### Exercise aim
Answer these questions about the grep question below:
1. Which file does the current grep command search?
2. What range of dollar values should the matching lines contain?
3. What happens when \s is added without making it optional?

### Page text
# # #

2

Using grep, how would I do this in one command line?

I have this so far grep '\$[0-9][0-9]\.[0-9][0-9]' money.txt with various strings in the text file, but I'm having issues satisfying some of my conditions.

I'm trying to search for any lines that contain dollar values from $10.00 to $99.99 (dollar sign+keeping two digits after the decimal point), and mine will catch everything, but that even includes when you have text before or after it

e.g. abc$15.64, abc$15.64xyz, $15.64abc

I want them to only be caught if there's a space either before (e.g. end of the line), after (start of the line), before & after (middle of the line), or none at all (e.g. only string in the line).

I've tried adding \s but then it doesn't print anything at all (even something valid like abc $15.64 xyz), though they print fine if I make them optional (using *). So, I assume it just completely ignores \s since it doesn't seem to satisfy anything.

Note: I only want to make spaces optional because I need it to also print the line when the dollar values are at the start or end of the line, in which case there wouldn't be a space before or after them, respectively. Even if I could get the \s to work, making it optional would still match strings like abc$15.64xyz

Any idea how I could make this work?

# # #

### Data lines
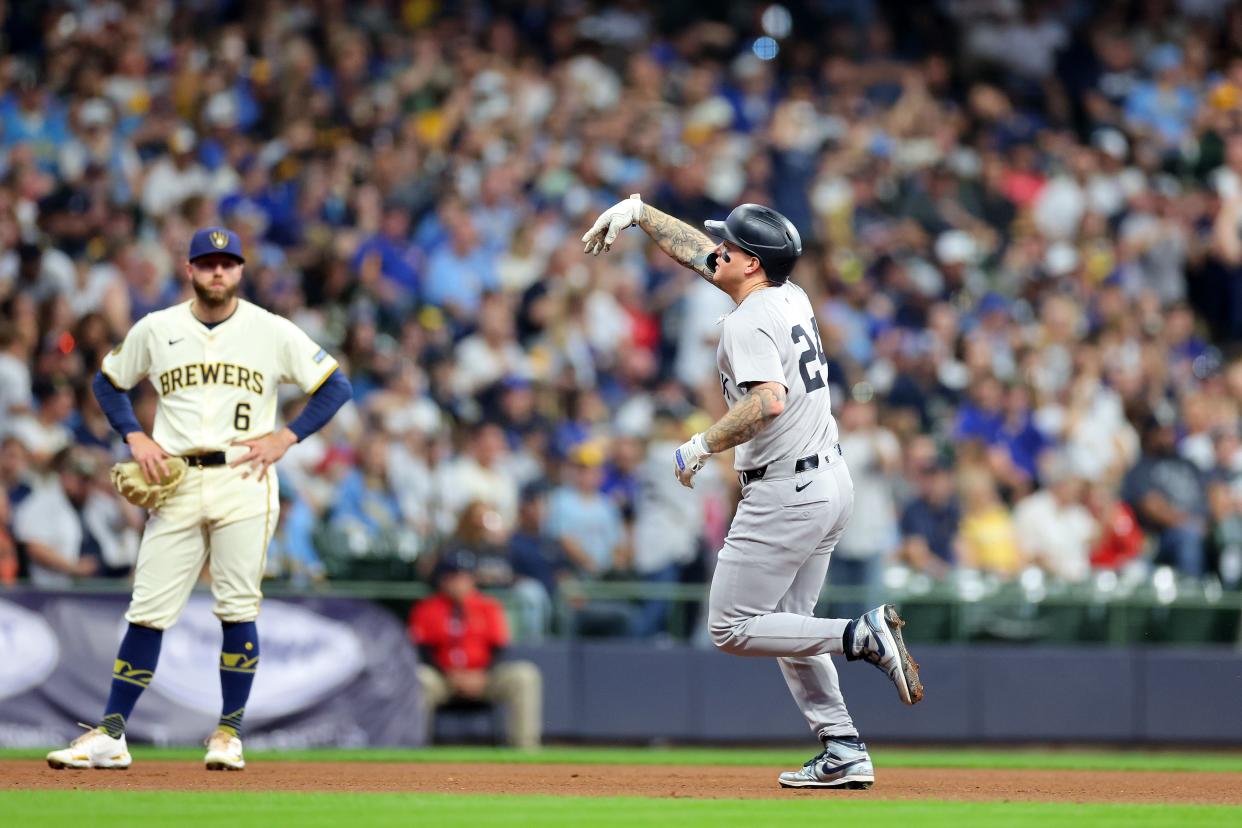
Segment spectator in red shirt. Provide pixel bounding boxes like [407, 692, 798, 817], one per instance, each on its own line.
[410, 550, 543, 749]
[1087, 483, 1143, 570]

# # #

### Worked solution
1. money.txt
2. $10.00 to $99.99
3. Nothing prints at all, not even a valid line like abc $15.64 xyz.